You want to talk about the frozen north? The Anishinaabe of Moon of the Crusted Snow have nothing on the Inuit as recounted in Tanya Tagaq's memoir-fantasy Split Tooth. You'd have to fly from Ontario across all of the frozen Hudson Bay, over mainland Nunavut, to reach Cambridge Bay, on the south tip of Victoria Island--a place on a similar latitude as Alaska's north coast--to compare the two. Tagaq, most famous as a traditional Inuit throat singer who won Canada's top music prize in 2014, recounts a coming of age in the remote tundra in vivid, specific detail, mixed with a healthy dose of magical realism and interstitial poetry.

→ Material provided
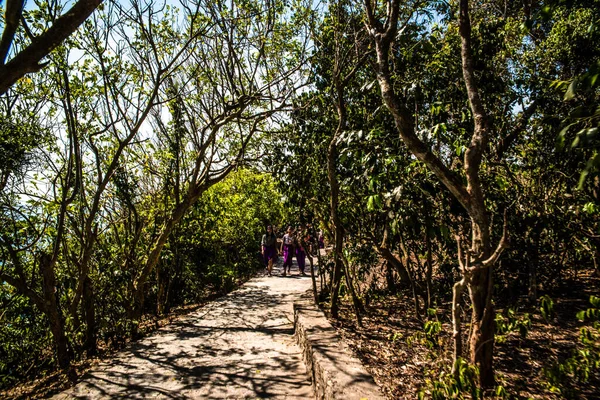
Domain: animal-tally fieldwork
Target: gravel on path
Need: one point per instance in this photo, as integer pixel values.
(239, 346)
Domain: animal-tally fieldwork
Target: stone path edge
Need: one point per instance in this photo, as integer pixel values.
(335, 372)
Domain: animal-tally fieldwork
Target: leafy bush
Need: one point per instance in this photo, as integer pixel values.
(585, 360)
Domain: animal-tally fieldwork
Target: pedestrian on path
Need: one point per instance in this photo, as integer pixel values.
(269, 250)
(302, 243)
(287, 249)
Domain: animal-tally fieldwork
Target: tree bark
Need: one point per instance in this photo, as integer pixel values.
(52, 311)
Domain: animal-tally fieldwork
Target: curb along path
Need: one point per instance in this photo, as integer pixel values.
(239, 346)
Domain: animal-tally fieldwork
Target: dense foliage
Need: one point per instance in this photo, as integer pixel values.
(454, 141)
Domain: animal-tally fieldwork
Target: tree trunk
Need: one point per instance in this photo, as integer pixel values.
(429, 271)
(52, 311)
(337, 225)
(90, 317)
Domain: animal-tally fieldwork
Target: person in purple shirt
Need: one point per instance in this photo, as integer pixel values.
(269, 249)
(287, 249)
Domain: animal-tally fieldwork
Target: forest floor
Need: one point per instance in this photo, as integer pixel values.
(395, 350)
(240, 345)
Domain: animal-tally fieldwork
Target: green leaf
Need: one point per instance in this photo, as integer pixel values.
(570, 93)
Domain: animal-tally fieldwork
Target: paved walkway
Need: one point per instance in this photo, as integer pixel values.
(239, 346)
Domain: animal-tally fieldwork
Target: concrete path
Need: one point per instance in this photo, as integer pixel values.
(239, 346)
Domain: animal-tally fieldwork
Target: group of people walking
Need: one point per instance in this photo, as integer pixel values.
(294, 242)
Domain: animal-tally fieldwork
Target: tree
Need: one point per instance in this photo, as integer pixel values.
(27, 60)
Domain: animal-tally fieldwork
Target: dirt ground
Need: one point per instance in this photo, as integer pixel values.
(391, 346)
(237, 346)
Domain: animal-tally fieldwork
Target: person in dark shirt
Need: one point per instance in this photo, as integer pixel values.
(269, 250)
(287, 249)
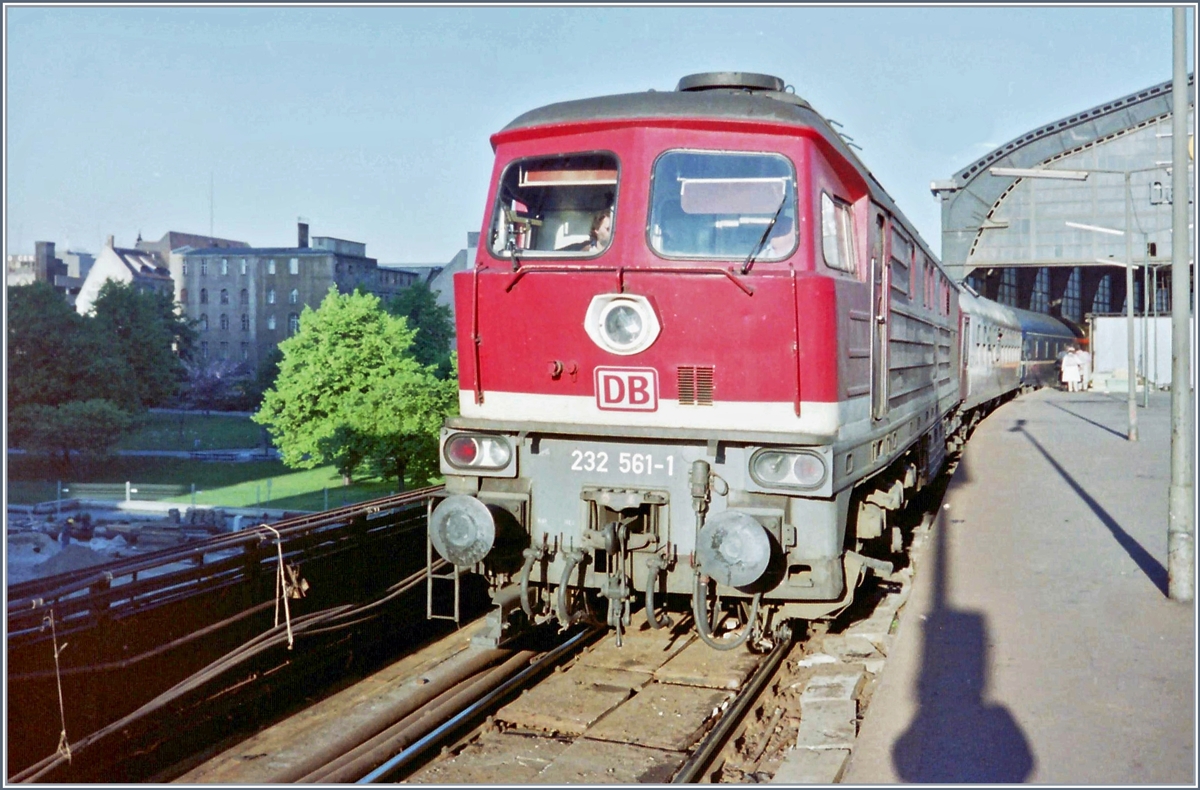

→ Written request A
For each statement, state whether it agrees with the passage on Split Tooth, answering yes or no and quoting the deciding words of the passage. (i) Tagaq won Canada's top music prize in 2014. (ii) Cambridge Bay lies on the north tip of Victoria Island. (iii) Split Tooth is described as a memoir-fantasy.
→ Written request B
Extend the passage on Split Tooth with one further paragraph that picks up after its final sentence.

→ Written response A
(i) Yes: "won Canada's top music prize in 2014"
(ii) No: "on the south tip of Victoria Island"
(iii) Yes: "Tanya Tagaq's memoir-fantasy Split Tooth"

→ Written response B
The unnamed protagonist of Split Tooth isn't necessarily Tagaq herself, but when the narrative is in its realist mode, it offers the kind of specific detail that can only come from life as it's really lived in a place like Nunavut. She tells us, for instance, about carrying six lemmings around, one for each pocket of her coat--put two lemmings in a pocket and they'll start fighting, you know. She details the challenges of Inuit life with honest clarity--not the climate or the polar bears, mostly, but challenges like the crippling defeatedness of elders who try to keep the Inuktitut language alive after it's been beaten and shamed out of them. "We cut and paste words from our ancestry onto our paper-doll versions of ourselves," Taqag writes about Inuktitut class, "and everyone feels a little bit empty." In Cambridge Bay alcoholism is rampant, and worse addictions; the narrator is often found huffing gasoline. Sexual abuse is everywhere, and the narrator is both observer and victim. Split Tooth has all sorts of fantastical monsters, but none as frightening as the moment when the young narrator, hiding in the closet from her parents' boozy, violent parties, finds the door opening:
The door slides open, and my uncle sticks his head in. Towering over us, swaying and slurring. Blood pouring down his face from some wound above his hairline.
"I just wanted to tell you kids not to be scared."
Then he closed the door.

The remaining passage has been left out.